Written problem -> Update the records from their start through the line containing "xmin=257 ymin=450 xmax=650 ymax=488" by replacing every "space-delimited" with "space-separated" and leaving all else unchanged.

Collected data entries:
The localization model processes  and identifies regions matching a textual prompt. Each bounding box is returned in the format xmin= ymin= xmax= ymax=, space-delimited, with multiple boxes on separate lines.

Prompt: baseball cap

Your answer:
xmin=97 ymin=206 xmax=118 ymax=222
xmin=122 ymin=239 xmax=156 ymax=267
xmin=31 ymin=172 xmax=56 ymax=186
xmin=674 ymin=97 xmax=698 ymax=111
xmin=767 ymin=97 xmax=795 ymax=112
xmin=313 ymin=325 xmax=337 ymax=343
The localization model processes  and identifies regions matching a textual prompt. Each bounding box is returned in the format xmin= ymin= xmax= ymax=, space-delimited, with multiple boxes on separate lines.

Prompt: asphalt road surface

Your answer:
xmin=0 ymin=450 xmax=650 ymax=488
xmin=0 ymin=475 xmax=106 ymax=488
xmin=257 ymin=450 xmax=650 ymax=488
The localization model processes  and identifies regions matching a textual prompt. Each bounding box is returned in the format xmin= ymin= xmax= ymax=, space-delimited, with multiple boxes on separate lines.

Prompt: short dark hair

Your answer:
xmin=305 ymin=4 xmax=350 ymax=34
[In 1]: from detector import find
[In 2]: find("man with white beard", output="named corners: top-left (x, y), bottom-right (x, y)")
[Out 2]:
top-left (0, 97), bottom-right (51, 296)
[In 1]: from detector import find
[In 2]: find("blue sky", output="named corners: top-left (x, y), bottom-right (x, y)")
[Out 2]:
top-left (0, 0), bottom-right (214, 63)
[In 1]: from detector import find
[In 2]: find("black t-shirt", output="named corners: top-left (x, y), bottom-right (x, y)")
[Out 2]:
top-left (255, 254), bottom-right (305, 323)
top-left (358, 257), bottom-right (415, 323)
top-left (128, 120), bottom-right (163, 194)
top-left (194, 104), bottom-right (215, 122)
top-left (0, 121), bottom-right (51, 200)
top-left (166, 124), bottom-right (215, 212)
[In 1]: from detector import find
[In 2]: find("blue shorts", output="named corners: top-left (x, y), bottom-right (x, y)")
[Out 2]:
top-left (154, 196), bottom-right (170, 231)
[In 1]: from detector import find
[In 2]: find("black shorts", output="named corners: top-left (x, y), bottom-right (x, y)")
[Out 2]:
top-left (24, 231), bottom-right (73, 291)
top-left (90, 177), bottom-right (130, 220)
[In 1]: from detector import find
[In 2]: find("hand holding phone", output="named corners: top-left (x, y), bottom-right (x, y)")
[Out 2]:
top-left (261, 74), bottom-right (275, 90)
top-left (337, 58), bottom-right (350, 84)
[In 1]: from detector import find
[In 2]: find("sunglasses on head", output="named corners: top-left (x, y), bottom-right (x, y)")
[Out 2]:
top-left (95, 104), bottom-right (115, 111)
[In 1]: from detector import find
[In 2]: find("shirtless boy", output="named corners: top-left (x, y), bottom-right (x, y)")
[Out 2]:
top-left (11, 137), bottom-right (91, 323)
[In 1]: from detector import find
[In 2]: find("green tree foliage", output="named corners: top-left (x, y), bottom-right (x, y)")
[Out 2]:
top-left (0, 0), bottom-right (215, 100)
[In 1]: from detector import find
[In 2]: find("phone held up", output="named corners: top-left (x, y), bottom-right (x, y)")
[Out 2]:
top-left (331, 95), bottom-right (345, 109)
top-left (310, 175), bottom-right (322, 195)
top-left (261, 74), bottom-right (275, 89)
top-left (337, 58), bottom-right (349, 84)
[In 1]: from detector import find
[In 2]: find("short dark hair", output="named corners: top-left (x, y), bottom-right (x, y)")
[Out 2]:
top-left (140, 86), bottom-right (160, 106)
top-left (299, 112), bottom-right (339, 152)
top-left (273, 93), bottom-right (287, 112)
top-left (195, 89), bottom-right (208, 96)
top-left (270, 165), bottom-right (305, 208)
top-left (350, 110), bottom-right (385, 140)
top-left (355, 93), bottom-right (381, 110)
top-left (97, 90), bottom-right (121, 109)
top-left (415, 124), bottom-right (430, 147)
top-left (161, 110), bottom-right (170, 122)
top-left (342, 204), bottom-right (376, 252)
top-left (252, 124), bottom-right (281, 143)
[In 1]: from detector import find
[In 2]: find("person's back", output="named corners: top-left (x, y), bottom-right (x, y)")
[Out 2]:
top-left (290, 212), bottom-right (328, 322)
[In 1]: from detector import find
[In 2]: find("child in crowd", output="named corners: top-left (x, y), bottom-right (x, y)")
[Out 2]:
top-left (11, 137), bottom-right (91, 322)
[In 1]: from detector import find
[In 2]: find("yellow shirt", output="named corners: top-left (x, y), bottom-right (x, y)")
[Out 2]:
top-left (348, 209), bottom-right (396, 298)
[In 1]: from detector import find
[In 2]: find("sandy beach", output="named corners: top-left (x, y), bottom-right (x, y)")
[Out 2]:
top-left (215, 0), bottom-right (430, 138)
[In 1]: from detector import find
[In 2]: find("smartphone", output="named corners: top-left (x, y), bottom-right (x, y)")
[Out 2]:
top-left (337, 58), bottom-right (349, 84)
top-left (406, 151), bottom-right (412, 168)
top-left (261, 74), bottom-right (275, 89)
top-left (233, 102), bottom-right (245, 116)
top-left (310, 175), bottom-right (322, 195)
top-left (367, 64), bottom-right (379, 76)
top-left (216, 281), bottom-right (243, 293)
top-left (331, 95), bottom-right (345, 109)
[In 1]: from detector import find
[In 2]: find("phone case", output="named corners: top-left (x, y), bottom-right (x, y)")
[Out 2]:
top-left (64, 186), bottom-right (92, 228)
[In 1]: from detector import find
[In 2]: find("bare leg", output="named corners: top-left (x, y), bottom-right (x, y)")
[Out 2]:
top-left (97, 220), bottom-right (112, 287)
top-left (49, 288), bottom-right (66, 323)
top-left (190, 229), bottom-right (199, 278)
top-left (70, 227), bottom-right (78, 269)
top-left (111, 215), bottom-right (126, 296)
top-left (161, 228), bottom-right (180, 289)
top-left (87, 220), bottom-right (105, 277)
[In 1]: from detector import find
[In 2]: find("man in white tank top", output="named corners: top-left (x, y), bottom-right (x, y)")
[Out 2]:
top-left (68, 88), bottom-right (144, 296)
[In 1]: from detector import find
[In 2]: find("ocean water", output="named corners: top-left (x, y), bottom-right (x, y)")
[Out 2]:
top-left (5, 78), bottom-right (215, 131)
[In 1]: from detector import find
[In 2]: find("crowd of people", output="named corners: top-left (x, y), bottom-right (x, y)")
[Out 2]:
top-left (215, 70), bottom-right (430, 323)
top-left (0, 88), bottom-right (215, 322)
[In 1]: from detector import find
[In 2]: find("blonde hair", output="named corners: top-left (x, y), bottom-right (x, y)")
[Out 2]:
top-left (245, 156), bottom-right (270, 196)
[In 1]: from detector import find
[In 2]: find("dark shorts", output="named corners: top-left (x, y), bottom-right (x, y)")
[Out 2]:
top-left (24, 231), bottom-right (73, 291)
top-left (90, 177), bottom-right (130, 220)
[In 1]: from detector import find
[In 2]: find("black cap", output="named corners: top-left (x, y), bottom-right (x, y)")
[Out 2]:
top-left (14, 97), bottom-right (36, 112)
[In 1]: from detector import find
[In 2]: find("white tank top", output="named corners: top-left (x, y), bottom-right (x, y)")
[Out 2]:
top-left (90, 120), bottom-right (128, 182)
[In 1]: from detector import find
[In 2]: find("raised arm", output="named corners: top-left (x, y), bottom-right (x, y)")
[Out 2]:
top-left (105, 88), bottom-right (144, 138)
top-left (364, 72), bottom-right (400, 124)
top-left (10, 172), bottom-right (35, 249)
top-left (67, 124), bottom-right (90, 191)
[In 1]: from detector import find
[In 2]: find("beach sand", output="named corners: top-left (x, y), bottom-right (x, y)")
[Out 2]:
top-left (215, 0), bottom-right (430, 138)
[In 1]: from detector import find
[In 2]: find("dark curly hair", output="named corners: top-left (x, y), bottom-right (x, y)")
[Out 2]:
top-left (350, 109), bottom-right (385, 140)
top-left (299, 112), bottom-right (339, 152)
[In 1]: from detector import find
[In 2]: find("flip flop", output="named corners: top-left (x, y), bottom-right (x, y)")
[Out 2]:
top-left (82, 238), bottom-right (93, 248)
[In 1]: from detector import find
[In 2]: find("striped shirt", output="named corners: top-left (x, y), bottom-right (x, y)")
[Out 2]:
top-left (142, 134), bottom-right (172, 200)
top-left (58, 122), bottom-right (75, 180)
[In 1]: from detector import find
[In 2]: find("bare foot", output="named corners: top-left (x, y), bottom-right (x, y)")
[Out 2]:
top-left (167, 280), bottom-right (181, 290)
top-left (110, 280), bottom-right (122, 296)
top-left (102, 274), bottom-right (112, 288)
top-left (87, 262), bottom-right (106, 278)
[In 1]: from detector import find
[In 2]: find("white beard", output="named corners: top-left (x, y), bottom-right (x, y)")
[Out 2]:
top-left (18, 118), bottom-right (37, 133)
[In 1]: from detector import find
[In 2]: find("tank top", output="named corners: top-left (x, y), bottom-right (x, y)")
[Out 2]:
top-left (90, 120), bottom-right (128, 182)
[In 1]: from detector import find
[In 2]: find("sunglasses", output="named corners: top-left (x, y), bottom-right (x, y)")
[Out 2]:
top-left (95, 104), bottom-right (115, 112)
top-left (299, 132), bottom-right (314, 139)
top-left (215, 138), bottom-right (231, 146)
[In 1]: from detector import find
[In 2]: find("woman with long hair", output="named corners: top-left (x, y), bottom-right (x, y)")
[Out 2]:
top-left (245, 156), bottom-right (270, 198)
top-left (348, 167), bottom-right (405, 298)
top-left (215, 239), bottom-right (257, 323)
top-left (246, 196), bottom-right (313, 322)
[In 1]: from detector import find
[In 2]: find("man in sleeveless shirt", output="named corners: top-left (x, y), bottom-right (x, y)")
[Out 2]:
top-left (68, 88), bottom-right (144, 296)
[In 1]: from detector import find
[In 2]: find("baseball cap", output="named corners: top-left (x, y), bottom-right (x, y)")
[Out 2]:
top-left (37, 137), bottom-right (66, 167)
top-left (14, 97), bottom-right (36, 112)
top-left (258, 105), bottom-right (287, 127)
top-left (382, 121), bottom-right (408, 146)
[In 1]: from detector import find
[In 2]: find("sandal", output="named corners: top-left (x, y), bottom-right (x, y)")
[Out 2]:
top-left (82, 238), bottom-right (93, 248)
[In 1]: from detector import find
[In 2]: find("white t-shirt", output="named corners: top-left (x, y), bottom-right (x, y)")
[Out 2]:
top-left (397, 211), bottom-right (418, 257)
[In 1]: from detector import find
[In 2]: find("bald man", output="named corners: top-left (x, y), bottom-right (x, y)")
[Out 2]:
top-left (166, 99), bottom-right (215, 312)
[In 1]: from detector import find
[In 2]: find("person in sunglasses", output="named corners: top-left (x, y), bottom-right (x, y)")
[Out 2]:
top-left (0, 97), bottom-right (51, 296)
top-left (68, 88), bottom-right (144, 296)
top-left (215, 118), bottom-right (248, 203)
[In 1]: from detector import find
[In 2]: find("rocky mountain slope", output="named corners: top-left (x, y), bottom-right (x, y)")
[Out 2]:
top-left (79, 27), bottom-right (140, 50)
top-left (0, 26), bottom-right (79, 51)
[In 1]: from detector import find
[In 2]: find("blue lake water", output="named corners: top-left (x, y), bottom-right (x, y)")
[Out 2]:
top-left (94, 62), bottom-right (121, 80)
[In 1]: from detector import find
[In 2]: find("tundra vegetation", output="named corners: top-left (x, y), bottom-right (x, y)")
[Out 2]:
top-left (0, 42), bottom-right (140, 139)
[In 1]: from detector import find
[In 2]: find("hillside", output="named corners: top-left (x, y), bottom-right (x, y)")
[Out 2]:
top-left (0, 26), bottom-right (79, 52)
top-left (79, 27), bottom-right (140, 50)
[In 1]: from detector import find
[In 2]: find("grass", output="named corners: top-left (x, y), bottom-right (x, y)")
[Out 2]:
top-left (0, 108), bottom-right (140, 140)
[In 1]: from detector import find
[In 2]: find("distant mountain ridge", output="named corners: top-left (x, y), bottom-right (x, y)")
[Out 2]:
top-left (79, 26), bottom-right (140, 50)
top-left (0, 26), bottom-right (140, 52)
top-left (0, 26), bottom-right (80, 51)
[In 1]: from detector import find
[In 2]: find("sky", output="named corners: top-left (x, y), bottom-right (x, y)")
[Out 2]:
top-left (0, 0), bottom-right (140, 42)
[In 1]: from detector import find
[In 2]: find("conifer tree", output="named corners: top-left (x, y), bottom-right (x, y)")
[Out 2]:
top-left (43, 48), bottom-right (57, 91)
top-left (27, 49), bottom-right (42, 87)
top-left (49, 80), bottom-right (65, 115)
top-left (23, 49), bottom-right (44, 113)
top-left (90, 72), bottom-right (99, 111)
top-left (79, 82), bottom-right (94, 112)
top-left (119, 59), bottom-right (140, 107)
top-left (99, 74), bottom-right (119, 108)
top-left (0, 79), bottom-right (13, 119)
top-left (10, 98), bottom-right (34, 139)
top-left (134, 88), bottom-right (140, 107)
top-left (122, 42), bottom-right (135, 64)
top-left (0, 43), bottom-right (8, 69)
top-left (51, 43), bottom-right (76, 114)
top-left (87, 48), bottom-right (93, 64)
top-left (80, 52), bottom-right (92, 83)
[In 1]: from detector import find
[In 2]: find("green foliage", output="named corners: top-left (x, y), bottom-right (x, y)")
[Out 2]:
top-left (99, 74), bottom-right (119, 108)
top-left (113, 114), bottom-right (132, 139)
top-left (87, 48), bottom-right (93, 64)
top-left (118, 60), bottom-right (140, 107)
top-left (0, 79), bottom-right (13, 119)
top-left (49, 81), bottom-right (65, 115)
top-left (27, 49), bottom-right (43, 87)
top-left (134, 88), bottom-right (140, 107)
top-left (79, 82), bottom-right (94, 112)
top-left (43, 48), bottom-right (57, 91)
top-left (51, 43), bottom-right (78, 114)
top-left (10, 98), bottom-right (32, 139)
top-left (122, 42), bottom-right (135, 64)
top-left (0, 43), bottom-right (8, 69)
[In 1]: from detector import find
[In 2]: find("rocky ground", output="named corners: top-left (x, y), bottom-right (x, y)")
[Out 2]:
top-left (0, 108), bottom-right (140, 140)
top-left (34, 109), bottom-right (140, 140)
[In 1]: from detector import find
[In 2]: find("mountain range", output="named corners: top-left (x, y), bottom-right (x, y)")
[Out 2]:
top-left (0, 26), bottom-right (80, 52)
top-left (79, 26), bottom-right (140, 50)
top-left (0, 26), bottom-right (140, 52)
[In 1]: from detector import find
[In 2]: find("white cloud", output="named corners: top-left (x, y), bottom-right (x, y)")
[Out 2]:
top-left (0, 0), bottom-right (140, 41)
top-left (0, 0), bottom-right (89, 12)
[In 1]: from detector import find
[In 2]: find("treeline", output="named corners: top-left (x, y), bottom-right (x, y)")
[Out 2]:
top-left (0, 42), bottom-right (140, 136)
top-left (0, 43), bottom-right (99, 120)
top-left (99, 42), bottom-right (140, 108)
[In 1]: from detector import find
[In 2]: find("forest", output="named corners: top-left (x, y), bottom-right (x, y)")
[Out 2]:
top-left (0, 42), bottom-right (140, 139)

Answer for this exercise ->
The localization model processes  and identifies regions matching a textual prompt. Each bounding box is returned in the format xmin= ymin= xmax= ymax=, space-separated, with multiple boxes on separate lines.

Prompt: baseball cap

Your answer:
xmin=97 ymin=206 xmax=118 ymax=222
xmin=122 ymin=239 xmax=156 ymax=267
xmin=31 ymin=172 xmax=56 ymax=186
xmin=674 ymin=97 xmax=698 ymax=111
xmin=767 ymin=97 xmax=795 ymax=112
xmin=313 ymin=325 xmax=337 ymax=343
The localization model processes  and identifies regions matching a textual prompt. Each bounding box is returned in the format xmin= ymin= xmax= ymax=, space-separated, with multiple boxes on separate lines.

Prompt: asphalt road surface

Your answer:
xmin=0 ymin=450 xmax=650 ymax=488
xmin=0 ymin=475 xmax=106 ymax=488
xmin=257 ymin=450 xmax=650 ymax=488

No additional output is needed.